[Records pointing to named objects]
****
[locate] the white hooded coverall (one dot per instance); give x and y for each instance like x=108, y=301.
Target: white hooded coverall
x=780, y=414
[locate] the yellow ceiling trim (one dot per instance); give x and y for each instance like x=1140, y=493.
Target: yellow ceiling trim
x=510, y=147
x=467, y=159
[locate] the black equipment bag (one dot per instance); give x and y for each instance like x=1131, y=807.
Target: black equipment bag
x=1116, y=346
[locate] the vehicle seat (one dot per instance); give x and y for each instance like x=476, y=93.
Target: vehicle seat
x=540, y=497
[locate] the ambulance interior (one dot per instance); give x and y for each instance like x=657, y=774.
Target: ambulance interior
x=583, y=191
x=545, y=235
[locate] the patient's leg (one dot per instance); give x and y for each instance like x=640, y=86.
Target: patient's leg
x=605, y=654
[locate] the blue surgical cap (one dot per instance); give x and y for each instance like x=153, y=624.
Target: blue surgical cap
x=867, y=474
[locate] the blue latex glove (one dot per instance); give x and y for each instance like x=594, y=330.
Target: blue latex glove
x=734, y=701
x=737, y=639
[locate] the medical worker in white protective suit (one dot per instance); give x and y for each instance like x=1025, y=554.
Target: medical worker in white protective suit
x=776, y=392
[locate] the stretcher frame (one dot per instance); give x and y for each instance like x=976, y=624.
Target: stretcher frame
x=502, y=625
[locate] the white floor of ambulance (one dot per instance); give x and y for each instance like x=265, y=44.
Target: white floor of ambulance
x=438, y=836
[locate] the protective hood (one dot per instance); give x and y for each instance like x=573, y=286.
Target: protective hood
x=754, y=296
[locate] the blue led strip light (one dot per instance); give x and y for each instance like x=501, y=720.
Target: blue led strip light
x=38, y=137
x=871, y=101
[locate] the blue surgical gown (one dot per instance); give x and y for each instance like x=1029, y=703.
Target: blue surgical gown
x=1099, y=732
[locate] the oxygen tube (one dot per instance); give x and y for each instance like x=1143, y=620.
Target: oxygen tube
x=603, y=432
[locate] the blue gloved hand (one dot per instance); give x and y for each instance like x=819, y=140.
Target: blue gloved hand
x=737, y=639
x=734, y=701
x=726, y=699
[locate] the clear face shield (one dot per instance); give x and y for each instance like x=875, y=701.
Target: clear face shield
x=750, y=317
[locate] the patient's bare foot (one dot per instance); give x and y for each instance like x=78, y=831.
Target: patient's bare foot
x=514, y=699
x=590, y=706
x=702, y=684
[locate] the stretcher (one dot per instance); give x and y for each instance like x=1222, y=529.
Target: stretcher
****
* **Stated task**
Rewrite all the records above with every "Target" changed to "Object", leaving everything else as it is.

* **Worked answer**
[locate] the white hooded coverall (one dot per instance); give x and y for each instance like x=108, y=301.
Object: white hooded coverall
x=780, y=414
[locate] the yellow ceiling trim (one dot per instance); give x and y for each instance like x=1140, y=493.
Object: yellow ceiling trim
x=510, y=147
x=467, y=159
[locate] the black equipment bag (one dot per instance); give x and y for each instance like x=1131, y=807.
Object: black equipment bag
x=1116, y=346
[locate] the vehicle seat (one dot per instance); give x and y for each instance like x=476, y=93.
Object: vehicle seat
x=540, y=497
[locate] the ambulance interior (one dot per instance); give x and y for each instance like x=657, y=774.
Object: ambulance interior
x=583, y=191
x=545, y=235
[locate] the patient's leg (one dot per instance); give x and y for each instance like x=640, y=86.
Object: patient's leg
x=605, y=654
[locate] the blue surgical cap (one dot per instance); give x and y for each instance like x=153, y=624.
Object: blue surgical cap
x=867, y=474
[locate] the blue latex glove (one dot per instance); give x and y for each instance like x=594, y=330.
Object: blue latex glove
x=734, y=701
x=737, y=639
[locate] the medical worker in white protective suit (one dot per instance); give x and y for each instance like x=1025, y=554.
Object: medical worker in white protective suit
x=776, y=392
[locate] the stretcher frame (one dot per instance); give x and y for each instance like x=976, y=624.
Object: stretcher frame
x=502, y=625
[locate] the white floor of ambulance (one dot per instance); give x and y for each instance like x=265, y=44.
Object: white floor of ambulance
x=438, y=836
[locate] the protective hood (one dot per instance); give x and y for each instance like x=573, y=286.
Object: protective hood
x=754, y=296
[locate] the blue led strip light (one dot per instance); give x and y for each instance like x=501, y=720.
Object: blue led strip light
x=38, y=137
x=871, y=101
[locate] the blue surgical gown (one dot per instance); give x and y for each instance like x=1029, y=703.
Object: blue surgical gown
x=1099, y=732
[locate] the oxygen tube (one dot per instance); give x and y for each instance like x=1143, y=620.
Object: oxygen tube
x=603, y=432
[locate] the blue gloved hand (one dot per instance); give x and y for each instance like x=819, y=140.
Object: blue gloved hand
x=737, y=639
x=734, y=701
x=726, y=699
[locate] the clear face shield (one dot per instance); give x and y for each instance like x=875, y=701.
Object: clear face shield
x=750, y=317
[locate] the patient's bare foot (one dot per instance); give x and y for each instance like x=78, y=831.
Object: patient's bare foot
x=514, y=699
x=590, y=706
x=702, y=684
[locate] the stretcher (one dot per instance); give x and y for each instance like x=1222, y=529.
Object: stretcher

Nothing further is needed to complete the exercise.